[Source records]
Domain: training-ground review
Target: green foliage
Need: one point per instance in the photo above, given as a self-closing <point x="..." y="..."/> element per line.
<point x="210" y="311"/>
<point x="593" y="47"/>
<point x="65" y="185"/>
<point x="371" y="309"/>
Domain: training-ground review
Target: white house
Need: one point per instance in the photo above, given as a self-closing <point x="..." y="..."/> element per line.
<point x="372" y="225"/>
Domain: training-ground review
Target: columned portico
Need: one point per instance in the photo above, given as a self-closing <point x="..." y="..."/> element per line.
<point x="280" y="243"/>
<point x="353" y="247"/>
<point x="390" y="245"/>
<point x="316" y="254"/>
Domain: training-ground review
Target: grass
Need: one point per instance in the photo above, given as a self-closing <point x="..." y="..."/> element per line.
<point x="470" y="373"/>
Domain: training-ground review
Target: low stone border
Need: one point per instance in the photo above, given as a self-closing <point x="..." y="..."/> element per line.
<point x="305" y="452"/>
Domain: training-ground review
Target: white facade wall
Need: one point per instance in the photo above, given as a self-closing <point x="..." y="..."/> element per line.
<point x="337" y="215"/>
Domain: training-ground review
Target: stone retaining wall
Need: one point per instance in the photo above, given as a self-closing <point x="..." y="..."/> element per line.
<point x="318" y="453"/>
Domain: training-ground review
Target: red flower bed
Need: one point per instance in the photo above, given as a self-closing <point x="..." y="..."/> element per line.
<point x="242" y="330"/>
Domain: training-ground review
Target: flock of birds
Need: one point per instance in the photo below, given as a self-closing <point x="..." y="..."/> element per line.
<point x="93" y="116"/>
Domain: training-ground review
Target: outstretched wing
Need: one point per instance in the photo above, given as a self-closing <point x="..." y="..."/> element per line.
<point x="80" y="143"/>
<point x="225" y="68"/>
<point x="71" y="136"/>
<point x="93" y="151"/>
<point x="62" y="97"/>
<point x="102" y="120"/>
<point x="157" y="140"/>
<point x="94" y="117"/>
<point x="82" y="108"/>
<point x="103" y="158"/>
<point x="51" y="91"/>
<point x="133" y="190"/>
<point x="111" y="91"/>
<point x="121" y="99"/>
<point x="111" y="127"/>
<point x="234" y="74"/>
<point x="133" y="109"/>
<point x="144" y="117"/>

| What the task requires |
Gather every line above that contains the word "Target", and treat uppercase and lowercase as different.

| Output |
Target: green foliage
Target: white house
Target: columned portico
Target: grass
Target: low stone border
Target: white facade wall
Target: stone retaining wall
Target: red flower bed
Target: flock of birds
Target: outstretched wing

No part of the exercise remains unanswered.